**Task goal:** Retype the passage of the text on trade finance fraud from "In this case, the" to "Ltd.) had perpetrated.", keeping every word and punctuation mark unchanged.

Exercise text: Begin

Those who forget the lessons of history are condemned to repeat them. Trade finance frauds are no exception.
At the IIBLP’s Dubai Trade Law & Compliance Conference held in Dubai on 15 March 2022, one of the panellists referred to the Solo Industries fraud in a panel discussion addressing the recent Singapore case, Credit Agricole Corporate & Investment Bank (CACIB), Singapore branch v. PPT Energy Trading Co.
In this case, the Singapore Court ruled that “fraud can only, by definition, encompass a beneficiary who acts dishonestly, in presenting otherwise facially compliant documents either with the knowledge that what is contained therein is false, or without belief that what is contained therein is true.” The Court determined that CACIB, as an issuing bank, could have defence to the claim under the Letters of Credit (LCs) only if it could prove that the beneficiary (PPT) was a party in the scheme to defraud CACIB which its own client, the Applicant (Zenrock Commodities Trading Pte Ltd.) had perpetrated.
The reference to Solo Industries took me down memory lane when I was heading trade finance operations of a bank in Dubai in the mid-1990s and was receiving several high value LCs in favour of Solo Industries issued by my bank’s correspondent banks and its overseas branches in India, Europe, and USA.

Exercise text: End
Dataset extract: Begin

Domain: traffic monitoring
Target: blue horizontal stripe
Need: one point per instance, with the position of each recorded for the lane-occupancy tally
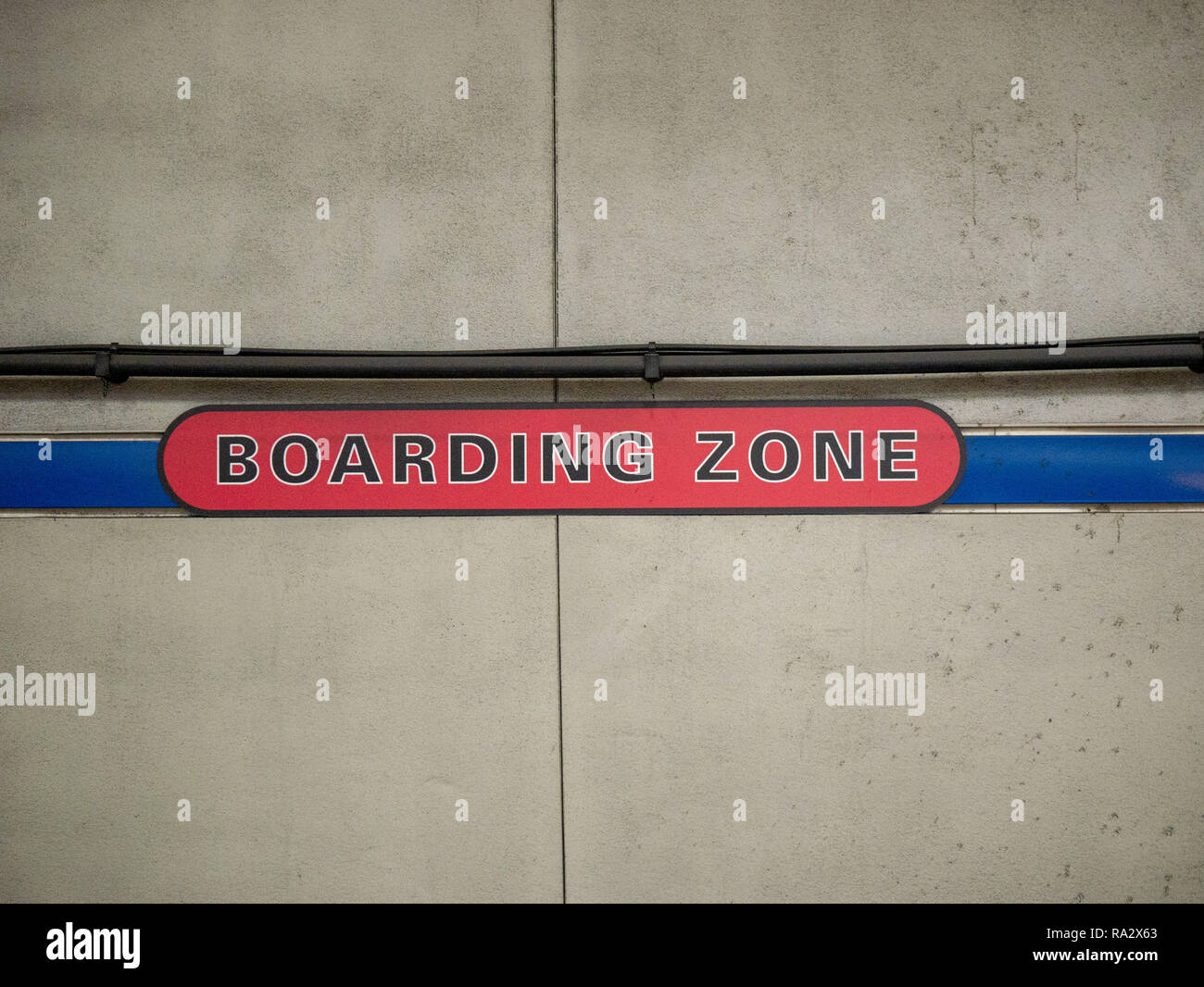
(1082, 469)
(1015, 469)
(81, 473)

Dataset extract: End

**Answer box:**
In this case, the Singapore Court ruled that “fraud can only, by definition, encompass a beneficiary who acts dishonestly, in presenting otherwise facially compliant documents either with the knowledge that what is contained therein is false, or without belief that what is contained therein is true.” The Court determined that CACIB, as an issuing bank, could have defence to the claim under the Letters of Credit (LCs) only if it could prove that the beneficiary (PPT) was a party in the scheme to defraud CACIB which its own client, the Applicant (Zenrock Commodities Trading Pte Ltd.) had perpetrated.